Provided data >>
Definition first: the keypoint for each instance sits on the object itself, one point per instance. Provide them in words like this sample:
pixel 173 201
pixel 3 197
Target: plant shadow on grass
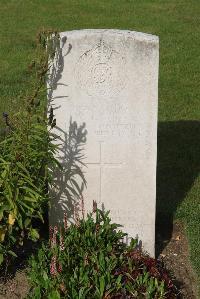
pixel 178 166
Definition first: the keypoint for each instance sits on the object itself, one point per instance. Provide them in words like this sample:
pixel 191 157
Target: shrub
pixel 89 259
pixel 26 154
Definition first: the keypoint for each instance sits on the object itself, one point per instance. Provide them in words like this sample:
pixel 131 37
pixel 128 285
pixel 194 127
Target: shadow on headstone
pixel 177 167
pixel 68 180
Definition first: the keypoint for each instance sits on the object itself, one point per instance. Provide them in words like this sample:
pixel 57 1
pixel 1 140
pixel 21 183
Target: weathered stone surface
pixel 109 80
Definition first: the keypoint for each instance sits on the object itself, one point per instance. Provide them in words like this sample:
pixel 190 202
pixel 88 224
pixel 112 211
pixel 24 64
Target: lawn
pixel 177 24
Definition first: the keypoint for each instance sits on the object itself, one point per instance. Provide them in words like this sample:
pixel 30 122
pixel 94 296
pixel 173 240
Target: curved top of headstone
pixel 140 36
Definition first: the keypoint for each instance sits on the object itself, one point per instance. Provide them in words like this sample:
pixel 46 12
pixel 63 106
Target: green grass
pixel 177 23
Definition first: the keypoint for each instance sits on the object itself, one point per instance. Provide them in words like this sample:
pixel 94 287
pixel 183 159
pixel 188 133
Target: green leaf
pixel 33 234
pixel 54 295
pixel 1 258
pixel 102 285
pixel 12 253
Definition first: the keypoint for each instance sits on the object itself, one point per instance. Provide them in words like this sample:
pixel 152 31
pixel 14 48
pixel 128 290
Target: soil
pixel 174 255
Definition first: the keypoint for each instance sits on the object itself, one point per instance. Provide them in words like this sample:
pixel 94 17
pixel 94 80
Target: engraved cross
pixel 103 165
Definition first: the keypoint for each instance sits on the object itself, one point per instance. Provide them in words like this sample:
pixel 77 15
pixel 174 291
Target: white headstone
pixel 109 80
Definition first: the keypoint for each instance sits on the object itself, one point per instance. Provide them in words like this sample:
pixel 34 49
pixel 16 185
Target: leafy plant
pixel 89 259
pixel 26 153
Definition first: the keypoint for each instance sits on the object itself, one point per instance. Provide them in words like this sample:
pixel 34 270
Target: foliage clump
pixel 26 154
pixel 89 259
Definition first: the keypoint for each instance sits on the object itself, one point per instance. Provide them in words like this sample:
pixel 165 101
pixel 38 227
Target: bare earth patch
pixel 175 256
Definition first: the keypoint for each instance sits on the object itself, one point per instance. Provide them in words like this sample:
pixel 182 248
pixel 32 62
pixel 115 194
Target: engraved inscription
pixel 101 72
pixel 101 165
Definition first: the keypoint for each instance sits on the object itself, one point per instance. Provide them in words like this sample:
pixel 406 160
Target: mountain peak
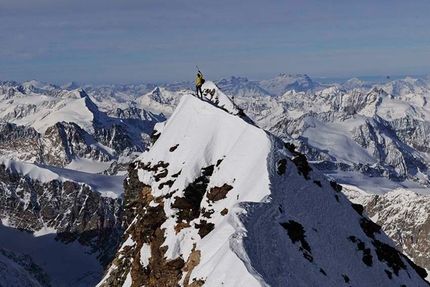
pixel 226 203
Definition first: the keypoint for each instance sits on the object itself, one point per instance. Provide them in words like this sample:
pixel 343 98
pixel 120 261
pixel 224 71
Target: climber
pixel 199 83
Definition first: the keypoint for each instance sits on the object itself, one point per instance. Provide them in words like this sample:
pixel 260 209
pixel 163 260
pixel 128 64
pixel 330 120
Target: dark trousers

Activity >> Quote the records in their entirety, keeping the wording exact and excluding pictures.

Exercise solution >>
Definition first: the keypoint for each instance sits on the object itself, one point per instance. Provide them in words like this sample:
pixel 173 201
pixel 3 197
Target: plant shadow on grass
pixel 178 166
Definition first: the keypoint for each instance sits on the object itself, one point per instance. Provide them in words like this sample:
pixel 191 157
Target: shrub
pixel 89 259
pixel 26 154
Definition first: the keypoint for each instance sits on the object itself, one point per instance. Provide them in words like this sample:
pixel 131 37
pixel 128 285
pixel 194 127
Target: shadow on headstone
pixel 177 167
pixel 68 180
Definition first: the keypoint for each instance sits on the object itself, one point per instance. Provide them in words like this sample:
pixel 57 1
pixel 1 140
pixel 21 183
Target: weathered stone surface
pixel 109 80
Definition first: the keypoint for each instance sits on the object itself, one point per instance. Provide them in words like this sample:
pixel 190 202
pixel 88 224
pixel 112 211
pixel 24 64
Target: lawn
pixel 177 24
Definition first: the keypoint for each instance sits on the object itself, one point per instance. Provide them in words like this sample:
pixel 30 122
pixel 94 296
pixel 173 240
Target: curved top of headstone
pixel 140 36
Definition first: the keypoint for each instance sits on the object itself, one point per instance. Provide them in words like this sample:
pixel 46 12
pixel 63 106
Target: green grass
pixel 177 23
Definition first: the keypoint for each instance sits on the object itself, one point per instance. Provide them in words like this sample:
pixel 94 287
pixel 183 159
pixel 188 133
Target: green leaf
pixel 33 234
pixel 54 295
pixel 1 258
pixel 102 285
pixel 12 253
Definition first: the keypoint for each instance sits on the object itself, one point per instance. Provide them in words like this sample:
pixel 152 31
pixel 14 48
pixel 128 290
Target: soil
pixel 174 255
Definition first: the keypoint for each instance sits on the object itself, one point per instance. Provide them in words like this sample:
pixel 94 17
pixel 94 80
Target: engraved cross
pixel 103 165
Definition first: the keypoint for each instance sits on the object itself, one point per instance. Provide them in words like this sample:
pixel 77 15
pixel 174 291
Target: white headstone
pixel 109 80
Definition first: the keypoint for each instance sits on the object itself, one point per instance. Provide them in words like this sample:
pixel 34 49
pixel 16 185
Target: leafy plant
pixel 89 259
pixel 26 153
Definition first: the keypoint for each instance sits on the object itself, one point per instance. Provide them in words like this sample:
pixel 34 270
Target: foliage clump
pixel 26 154
pixel 89 259
Definition first: the keypoint for each instance sits on the object itself, one point per instance. Provide them in words like this sample:
pixel 165 101
pixel 38 227
Target: bare earth patch
pixel 175 256
Definition first: the keypoint for each instance sits on the object itself, one point per instance. Provide them in words like this sample:
pixel 182 248
pixel 32 62
pixel 115 194
Target: engraved inscription
pixel 101 72
pixel 101 165
Definition first: the keypoint for each instance sits on the object itself, one point per instance. Provide them in words like this sample:
pixel 406 160
Target: mountain peak
pixel 226 203
Definition first: the keypoint for each instance sits on the object itself, one point per instance. Provide them in words like this sample:
pixel 343 98
pixel 120 261
pixel 224 71
Target: climber
pixel 199 83
Definition first: the keypoint for each instance sits on the object itself, one point per instance. Provide them in words like this sample:
pixel 260 209
pixel 163 260
pixel 128 64
pixel 330 120
Target: dark trousers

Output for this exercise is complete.